(Activity) Your output should be the lines below from the one holding "A single marker falls on each instance of the man" through the one holding "A single marker falls on each instance of the black trousers", transcribed exactly, with no pictures.

——

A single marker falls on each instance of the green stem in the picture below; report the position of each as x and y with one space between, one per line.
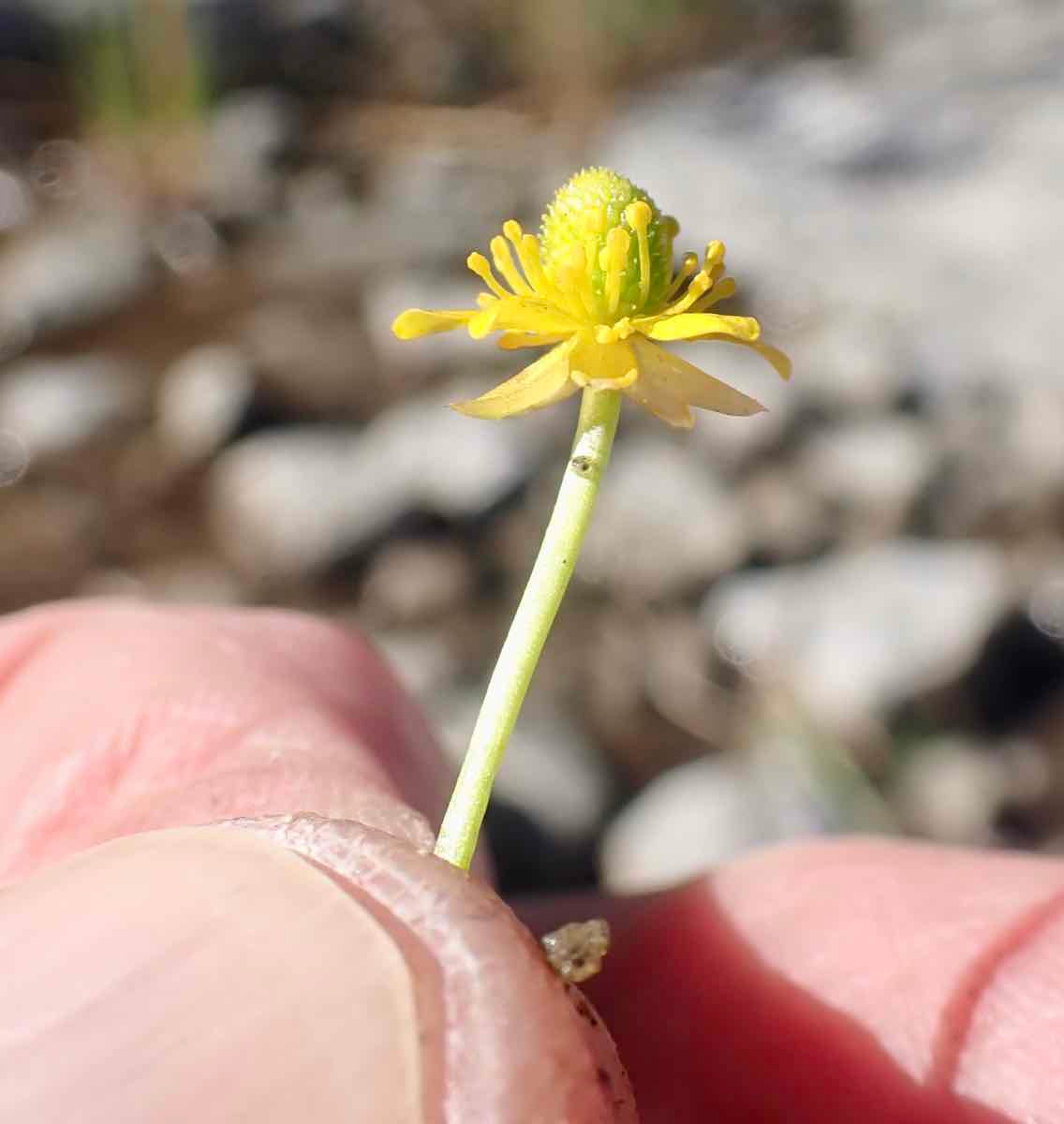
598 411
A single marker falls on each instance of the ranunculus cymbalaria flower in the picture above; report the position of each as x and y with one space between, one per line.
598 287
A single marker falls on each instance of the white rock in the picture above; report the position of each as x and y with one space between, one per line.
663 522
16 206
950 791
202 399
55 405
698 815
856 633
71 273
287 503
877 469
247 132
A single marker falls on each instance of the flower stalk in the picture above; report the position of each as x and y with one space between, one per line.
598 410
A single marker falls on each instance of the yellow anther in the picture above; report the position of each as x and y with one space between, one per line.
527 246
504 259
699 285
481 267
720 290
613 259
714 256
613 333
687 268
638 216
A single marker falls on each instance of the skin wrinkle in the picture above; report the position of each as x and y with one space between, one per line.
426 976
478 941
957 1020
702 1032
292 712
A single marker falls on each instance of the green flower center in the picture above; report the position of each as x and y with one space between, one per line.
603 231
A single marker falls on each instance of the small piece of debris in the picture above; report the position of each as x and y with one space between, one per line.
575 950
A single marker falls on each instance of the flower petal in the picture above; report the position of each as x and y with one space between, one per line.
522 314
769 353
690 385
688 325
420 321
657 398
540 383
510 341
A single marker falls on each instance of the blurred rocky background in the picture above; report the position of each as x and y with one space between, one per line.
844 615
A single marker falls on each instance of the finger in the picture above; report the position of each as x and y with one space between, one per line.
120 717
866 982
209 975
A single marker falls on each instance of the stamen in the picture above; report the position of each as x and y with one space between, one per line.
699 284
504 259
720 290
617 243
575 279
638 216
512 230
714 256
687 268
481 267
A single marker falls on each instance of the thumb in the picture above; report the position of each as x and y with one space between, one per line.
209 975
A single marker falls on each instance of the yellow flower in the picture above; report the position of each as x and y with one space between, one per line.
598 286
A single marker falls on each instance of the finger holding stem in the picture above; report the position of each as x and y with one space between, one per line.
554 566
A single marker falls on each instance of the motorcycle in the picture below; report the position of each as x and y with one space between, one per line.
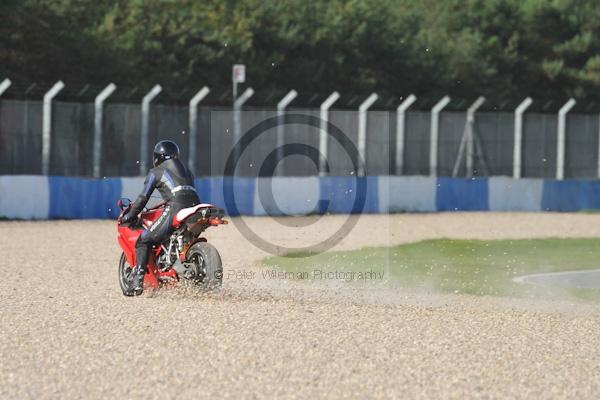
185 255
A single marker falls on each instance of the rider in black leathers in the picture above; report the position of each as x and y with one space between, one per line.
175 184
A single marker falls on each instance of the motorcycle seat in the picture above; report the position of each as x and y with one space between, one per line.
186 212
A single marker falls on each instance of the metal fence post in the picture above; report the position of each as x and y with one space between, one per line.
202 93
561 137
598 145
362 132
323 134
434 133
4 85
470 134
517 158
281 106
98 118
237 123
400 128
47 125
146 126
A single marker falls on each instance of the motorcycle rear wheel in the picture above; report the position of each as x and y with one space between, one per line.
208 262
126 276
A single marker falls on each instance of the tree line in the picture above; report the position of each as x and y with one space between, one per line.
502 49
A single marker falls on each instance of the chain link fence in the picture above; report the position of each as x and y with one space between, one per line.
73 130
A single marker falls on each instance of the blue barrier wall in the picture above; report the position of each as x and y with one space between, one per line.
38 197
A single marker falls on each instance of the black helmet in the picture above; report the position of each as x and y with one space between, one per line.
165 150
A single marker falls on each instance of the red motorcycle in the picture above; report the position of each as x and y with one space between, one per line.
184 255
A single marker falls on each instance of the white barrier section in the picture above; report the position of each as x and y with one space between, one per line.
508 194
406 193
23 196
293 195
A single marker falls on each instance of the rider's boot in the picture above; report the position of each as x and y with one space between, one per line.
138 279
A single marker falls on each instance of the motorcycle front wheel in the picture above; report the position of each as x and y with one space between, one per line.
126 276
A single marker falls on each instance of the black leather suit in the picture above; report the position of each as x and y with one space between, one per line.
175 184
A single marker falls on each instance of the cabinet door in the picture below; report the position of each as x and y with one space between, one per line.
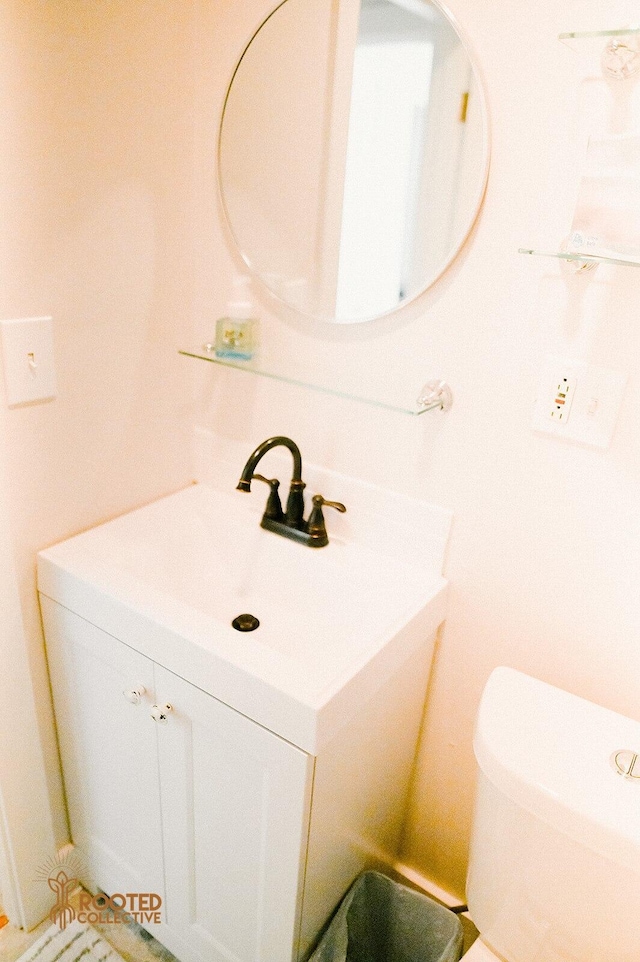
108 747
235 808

——

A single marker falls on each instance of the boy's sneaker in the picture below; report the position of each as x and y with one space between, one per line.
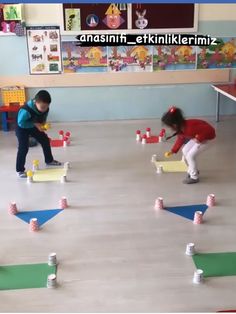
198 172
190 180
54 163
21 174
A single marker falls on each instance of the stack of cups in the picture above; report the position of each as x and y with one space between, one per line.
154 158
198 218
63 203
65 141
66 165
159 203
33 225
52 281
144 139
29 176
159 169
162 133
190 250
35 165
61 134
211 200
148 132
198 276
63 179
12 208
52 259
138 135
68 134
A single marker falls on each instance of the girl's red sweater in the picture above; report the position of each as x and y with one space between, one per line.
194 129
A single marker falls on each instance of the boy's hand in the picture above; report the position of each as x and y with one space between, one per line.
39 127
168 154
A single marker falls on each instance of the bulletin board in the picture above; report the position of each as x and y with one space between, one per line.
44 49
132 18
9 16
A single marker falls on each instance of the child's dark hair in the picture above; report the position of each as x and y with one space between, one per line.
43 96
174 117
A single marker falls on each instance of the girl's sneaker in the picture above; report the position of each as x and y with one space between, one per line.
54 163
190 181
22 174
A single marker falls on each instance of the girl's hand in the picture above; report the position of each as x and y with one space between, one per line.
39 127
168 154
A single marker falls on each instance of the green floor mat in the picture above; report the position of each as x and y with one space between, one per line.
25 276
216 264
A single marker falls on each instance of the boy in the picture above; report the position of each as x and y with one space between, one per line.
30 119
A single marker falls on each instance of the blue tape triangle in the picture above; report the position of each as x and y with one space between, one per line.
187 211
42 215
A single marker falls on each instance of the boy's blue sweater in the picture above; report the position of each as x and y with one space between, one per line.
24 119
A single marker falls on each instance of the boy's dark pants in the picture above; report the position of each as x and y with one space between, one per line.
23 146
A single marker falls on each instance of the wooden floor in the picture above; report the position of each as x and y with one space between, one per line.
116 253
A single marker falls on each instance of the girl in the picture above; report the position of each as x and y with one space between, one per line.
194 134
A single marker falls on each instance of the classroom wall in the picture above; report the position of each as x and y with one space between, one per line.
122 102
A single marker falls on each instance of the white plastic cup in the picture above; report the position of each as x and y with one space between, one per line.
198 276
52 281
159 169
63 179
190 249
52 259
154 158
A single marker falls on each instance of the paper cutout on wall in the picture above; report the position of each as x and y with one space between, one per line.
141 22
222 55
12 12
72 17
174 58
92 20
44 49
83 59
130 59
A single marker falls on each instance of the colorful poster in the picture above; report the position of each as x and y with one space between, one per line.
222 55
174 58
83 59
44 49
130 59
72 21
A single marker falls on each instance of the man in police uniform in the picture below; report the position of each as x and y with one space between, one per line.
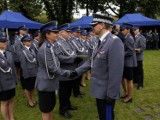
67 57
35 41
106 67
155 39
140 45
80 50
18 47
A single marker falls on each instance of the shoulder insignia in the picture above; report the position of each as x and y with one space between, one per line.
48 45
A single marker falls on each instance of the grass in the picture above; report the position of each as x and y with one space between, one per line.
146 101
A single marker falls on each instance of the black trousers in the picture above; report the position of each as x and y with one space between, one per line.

——

(Answer below)
A single marker falls on each instance of the man in police uniform in the picture below; report the position of each as x and y with one space between, one per line.
67 57
35 41
106 67
155 39
140 45
80 50
18 47
A single marker falls on each instance of the shoulder insignia in the picture above; report the position of each as x and y with one space between, one per line.
48 45
A single marker falls on each instance of the grass in the picture above; report the position of each as x and y with one space between, one per line.
146 101
A single marker falls on each instance of the black trousers in the picture above; report the position of each as x and y with one space between, one per line.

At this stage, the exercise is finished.